-- Task objective --
Extract from the entries below, exactly as given, only the lines from the line containing "Target: bird" to the line containing "Target: wing feather", both lines included.

Segment Open

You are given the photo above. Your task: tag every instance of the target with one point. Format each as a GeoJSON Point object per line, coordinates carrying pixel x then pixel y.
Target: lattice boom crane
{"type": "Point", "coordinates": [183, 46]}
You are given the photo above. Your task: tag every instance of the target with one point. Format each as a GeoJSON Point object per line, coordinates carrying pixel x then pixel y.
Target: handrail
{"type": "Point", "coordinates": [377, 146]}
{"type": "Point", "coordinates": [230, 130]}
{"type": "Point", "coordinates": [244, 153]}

Segment Closed
Segment Open

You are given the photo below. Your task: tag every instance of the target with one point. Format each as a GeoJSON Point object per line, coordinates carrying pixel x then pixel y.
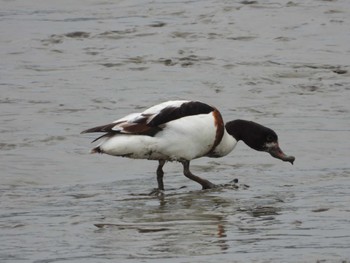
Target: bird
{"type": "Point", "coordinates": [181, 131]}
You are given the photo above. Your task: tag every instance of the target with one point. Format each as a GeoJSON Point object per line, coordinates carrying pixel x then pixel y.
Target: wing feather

Segment Closed

-- Solution for this exercise --
Target: bird
{"type": "Point", "coordinates": [181, 131]}
You are given the photo above. Your task: tag every instance of the target with one point. Format each as a GeoJSON Point object per line, coordinates carrying pixel x then pixel y.
Target: wing feather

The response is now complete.